_What is being asked_
Here is a block of records. Copy every line in it that includes "metal".
*** Begin section ***
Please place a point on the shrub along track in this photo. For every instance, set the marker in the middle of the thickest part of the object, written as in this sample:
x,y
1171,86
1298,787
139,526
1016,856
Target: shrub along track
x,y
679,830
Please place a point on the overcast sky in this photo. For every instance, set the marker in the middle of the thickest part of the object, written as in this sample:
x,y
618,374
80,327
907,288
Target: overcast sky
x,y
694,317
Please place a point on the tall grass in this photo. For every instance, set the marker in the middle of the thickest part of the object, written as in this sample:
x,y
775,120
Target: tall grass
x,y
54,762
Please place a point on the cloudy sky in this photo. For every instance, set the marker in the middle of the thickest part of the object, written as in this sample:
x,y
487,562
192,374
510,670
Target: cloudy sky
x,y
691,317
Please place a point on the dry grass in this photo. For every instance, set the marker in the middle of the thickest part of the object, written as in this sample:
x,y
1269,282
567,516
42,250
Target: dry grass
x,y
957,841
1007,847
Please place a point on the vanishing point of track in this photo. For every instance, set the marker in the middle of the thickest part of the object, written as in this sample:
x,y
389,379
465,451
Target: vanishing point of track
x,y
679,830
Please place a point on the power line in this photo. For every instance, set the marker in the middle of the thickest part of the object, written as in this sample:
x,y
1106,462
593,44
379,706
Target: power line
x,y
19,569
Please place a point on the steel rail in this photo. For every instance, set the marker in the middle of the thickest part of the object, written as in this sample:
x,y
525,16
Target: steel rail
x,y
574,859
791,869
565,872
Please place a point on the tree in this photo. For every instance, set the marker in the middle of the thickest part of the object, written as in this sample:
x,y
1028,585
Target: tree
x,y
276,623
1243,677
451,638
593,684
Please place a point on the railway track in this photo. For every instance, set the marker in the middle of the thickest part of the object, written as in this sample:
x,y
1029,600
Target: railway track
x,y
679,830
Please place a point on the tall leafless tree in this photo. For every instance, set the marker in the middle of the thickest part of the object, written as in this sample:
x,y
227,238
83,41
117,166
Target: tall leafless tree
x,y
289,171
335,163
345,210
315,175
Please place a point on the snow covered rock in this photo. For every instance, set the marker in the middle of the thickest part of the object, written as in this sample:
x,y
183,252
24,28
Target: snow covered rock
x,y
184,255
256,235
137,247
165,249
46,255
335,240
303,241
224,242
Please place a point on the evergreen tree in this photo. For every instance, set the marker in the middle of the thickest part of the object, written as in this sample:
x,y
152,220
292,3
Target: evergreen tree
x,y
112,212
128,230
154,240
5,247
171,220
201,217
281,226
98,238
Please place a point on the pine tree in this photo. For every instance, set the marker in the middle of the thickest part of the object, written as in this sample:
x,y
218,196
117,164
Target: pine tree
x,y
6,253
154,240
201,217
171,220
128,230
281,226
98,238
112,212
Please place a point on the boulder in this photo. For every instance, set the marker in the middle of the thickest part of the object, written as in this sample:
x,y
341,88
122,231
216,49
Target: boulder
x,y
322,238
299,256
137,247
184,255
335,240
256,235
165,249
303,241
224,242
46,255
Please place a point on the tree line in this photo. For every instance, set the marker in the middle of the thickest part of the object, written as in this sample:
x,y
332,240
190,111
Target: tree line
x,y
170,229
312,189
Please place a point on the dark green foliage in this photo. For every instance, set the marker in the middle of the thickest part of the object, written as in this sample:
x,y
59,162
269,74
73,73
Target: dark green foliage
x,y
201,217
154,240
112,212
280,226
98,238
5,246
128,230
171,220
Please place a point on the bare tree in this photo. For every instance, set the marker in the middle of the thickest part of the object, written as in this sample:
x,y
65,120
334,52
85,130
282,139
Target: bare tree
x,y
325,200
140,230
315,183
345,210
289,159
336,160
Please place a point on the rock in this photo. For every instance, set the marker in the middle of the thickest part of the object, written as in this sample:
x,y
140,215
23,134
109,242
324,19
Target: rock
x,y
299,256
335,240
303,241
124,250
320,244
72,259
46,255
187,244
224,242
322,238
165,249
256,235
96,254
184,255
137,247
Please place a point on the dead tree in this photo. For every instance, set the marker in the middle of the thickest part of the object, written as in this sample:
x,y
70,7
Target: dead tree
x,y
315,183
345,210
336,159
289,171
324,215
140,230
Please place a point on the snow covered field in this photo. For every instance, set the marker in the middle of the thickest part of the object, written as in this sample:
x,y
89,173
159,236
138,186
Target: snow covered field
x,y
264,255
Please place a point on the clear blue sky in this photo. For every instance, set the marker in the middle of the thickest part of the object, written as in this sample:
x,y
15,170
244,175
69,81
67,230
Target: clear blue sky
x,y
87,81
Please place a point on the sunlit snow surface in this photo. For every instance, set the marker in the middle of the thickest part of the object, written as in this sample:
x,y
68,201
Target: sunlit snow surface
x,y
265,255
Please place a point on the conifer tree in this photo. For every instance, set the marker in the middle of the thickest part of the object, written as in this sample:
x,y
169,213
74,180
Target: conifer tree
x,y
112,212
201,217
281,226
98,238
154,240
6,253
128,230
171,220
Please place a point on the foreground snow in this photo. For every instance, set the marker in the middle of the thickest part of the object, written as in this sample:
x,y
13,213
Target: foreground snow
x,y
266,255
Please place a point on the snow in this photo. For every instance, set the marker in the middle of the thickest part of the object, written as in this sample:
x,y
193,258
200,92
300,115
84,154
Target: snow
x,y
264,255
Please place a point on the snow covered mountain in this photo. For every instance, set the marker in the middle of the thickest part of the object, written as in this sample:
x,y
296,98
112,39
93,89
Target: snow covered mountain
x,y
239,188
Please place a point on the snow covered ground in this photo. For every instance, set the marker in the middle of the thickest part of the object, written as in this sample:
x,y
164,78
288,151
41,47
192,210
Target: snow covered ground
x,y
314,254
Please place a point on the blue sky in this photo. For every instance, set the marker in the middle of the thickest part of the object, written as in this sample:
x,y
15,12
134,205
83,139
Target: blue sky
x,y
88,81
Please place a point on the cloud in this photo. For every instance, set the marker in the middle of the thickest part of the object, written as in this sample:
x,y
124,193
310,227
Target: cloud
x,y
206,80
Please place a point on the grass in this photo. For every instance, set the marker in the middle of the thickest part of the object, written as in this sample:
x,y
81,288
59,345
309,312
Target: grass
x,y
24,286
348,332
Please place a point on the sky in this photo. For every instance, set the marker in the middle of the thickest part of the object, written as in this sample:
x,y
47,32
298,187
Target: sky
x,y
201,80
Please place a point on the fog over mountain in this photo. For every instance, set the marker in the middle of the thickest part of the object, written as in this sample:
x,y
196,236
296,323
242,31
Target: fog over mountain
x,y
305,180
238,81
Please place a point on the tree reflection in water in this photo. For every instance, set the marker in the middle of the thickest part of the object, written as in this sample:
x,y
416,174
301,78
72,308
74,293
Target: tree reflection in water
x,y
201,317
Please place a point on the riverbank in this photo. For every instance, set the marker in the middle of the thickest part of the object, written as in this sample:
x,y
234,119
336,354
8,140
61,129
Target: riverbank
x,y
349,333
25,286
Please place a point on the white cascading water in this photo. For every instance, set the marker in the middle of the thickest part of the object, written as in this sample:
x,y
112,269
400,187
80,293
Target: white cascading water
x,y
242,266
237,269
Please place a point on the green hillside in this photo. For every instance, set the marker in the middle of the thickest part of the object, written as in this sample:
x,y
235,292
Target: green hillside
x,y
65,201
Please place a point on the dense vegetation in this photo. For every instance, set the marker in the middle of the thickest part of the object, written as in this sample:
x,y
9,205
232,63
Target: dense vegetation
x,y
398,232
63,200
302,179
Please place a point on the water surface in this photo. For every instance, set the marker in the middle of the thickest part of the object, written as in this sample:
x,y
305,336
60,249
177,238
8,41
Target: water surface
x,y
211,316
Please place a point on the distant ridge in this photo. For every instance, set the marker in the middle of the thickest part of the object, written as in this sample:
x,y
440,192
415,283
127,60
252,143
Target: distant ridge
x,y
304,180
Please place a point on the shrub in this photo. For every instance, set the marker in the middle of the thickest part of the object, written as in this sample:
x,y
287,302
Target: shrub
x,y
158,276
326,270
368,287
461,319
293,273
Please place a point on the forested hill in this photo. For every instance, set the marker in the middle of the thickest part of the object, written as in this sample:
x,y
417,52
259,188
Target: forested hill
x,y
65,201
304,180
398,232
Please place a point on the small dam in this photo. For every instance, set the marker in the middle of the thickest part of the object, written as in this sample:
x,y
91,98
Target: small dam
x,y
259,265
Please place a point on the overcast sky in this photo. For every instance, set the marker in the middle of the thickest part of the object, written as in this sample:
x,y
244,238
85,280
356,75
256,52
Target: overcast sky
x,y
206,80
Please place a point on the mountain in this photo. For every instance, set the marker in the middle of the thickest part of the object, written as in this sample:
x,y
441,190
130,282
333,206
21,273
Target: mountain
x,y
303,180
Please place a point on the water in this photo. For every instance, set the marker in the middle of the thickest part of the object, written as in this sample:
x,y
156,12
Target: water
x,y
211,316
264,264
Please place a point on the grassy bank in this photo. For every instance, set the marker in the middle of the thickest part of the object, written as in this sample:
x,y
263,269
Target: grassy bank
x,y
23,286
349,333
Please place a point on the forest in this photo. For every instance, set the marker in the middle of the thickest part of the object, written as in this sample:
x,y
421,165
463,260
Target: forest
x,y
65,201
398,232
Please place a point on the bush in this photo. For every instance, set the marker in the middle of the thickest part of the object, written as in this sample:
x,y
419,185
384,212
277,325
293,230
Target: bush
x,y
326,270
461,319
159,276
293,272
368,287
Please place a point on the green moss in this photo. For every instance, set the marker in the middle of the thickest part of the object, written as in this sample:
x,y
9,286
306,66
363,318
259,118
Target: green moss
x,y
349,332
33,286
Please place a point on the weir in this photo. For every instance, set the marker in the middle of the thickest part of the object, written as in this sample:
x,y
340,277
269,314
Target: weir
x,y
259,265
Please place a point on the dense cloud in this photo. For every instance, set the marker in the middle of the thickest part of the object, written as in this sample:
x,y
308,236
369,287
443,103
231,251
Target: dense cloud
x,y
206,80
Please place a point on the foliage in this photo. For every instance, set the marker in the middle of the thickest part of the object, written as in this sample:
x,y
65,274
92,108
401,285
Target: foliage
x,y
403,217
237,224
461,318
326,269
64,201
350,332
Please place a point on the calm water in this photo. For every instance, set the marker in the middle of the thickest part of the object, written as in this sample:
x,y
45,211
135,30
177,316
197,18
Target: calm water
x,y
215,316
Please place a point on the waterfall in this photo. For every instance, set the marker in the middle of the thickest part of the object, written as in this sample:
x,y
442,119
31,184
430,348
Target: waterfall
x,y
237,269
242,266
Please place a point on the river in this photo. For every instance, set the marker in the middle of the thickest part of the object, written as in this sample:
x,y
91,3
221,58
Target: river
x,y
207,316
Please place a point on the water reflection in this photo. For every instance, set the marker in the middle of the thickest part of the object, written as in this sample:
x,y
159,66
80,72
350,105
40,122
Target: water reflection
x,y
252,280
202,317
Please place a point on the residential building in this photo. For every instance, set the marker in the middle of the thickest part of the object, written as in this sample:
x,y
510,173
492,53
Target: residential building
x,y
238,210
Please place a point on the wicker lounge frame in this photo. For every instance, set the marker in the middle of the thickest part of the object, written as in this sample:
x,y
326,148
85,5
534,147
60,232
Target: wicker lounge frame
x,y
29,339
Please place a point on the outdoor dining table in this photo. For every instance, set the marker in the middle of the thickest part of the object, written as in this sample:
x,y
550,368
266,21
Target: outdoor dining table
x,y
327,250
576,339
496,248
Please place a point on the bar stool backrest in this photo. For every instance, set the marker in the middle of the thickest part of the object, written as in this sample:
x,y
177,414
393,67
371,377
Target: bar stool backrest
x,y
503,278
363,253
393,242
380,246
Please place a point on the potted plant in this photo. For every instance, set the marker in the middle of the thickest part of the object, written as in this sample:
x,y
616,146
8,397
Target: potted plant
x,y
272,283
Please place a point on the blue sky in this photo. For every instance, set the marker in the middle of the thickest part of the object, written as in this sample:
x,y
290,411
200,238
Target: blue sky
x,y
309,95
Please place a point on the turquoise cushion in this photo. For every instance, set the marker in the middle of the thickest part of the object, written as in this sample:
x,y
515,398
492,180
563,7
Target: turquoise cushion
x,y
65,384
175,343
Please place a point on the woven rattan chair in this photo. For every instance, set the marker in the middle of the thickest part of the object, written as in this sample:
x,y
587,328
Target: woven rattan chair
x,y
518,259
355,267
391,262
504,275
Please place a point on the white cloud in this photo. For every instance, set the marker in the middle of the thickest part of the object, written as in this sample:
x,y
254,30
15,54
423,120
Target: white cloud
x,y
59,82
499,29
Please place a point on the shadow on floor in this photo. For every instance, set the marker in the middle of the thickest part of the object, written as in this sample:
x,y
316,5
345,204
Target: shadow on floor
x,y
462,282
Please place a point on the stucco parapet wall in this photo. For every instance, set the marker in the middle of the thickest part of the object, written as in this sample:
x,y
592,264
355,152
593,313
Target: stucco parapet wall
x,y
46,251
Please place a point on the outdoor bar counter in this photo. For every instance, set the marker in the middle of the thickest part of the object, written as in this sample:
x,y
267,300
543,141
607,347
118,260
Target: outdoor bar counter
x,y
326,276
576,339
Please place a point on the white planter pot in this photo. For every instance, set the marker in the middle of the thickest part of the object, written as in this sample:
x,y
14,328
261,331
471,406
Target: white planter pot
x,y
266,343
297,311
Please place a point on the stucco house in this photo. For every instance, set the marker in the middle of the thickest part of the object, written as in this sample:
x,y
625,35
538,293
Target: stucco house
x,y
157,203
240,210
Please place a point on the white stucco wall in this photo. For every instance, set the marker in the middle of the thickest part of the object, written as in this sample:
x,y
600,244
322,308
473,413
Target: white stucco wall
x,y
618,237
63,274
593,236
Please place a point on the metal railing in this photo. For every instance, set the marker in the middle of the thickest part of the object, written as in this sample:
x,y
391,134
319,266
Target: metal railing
*** End section ***
_Written solution_
Please place a point on the metal railing in this photo. For every instance, set the marker in the middle of the thickest part of the object, written as in this sample:
Target: metal railing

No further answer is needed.